WHAT YOU ARE ASKED TO DO = Rewrite the records below, changing every "one dot per instance" to "one point per object" and leaving everything else the same.
* start GIVEN DATA *
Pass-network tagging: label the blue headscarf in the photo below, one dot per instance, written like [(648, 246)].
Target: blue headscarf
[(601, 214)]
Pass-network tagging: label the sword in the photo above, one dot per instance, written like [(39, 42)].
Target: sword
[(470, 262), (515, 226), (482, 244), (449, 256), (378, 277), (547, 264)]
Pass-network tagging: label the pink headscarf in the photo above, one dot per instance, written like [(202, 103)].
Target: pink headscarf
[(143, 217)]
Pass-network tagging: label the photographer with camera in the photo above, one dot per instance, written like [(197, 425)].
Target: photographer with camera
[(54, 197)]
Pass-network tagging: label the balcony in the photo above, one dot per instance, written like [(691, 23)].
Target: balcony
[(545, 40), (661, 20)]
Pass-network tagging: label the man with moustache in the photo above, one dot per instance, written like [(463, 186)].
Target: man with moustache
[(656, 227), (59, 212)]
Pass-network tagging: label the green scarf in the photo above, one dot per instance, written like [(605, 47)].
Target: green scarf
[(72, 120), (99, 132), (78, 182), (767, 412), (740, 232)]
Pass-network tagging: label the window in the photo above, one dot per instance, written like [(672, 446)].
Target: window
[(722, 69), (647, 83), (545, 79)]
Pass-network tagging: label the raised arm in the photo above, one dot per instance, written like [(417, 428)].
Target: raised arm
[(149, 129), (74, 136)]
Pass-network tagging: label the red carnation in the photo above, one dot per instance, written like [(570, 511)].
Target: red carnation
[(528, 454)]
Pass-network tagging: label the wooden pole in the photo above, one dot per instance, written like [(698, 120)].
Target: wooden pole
* end GIVEN DATA *
EXERCISE RESPONSE =
Pass-network tagging: label the blue headscarf in the photo below, one point per object, written like [(648, 246)].
Target: blue headscarf
[(601, 214)]
Pass-network tagging: label the sword in the photo above, one point per object, written like [(39, 42)].
Target: sword
[(470, 262), (515, 226), (482, 244), (449, 256), (378, 277), (547, 264)]
Pass-network tagging: label the pink headscarf in the photo above, one point per object, written like [(202, 103)].
Target: pink headscarf
[(143, 217)]
Pass-network tagging: label the photographer with camera in the photo above, one point per object, written like [(197, 425)].
Target: photographer with camera
[(54, 197)]
Pass-network tagging: label the balcony in the photo above, one point per object, written like [(691, 23)].
Target: balcony
[(545, 40), (661, 20)]
Pass-network tagging: label the man with moustache in the photo above, one point per object, written like [(463, 186)].
Target: man with moustache
[(656, 227), (59, 212)]
Pass-network tagging: label the green scarf in the photo above, one point per object, written like [(605, 47)].
Target: green scarf
[(72, 120), (99, 132), (78, 182), (767, 412), (740, 232)]
Pass-network tagging: label the window in the photo above, one point per object, written like [(672, 446)].
Target: window
[(722, 69), (647, 83), (545, 79)]
Pass-network tagging: label the raised arm in the photo above, one point per object, written like [(417, 428)].
Target: raised arm
[(149, 129), (74, 136)]
Pass-network tagging: label the red carnation in the photo above, one point per object, written like [(570, 511)].
Target: red carnation
[(528, 454)]
Pass-network tagging: label the wooden pole in the photo above, one point per object, written like [(698, 120)].
Target: wooden pole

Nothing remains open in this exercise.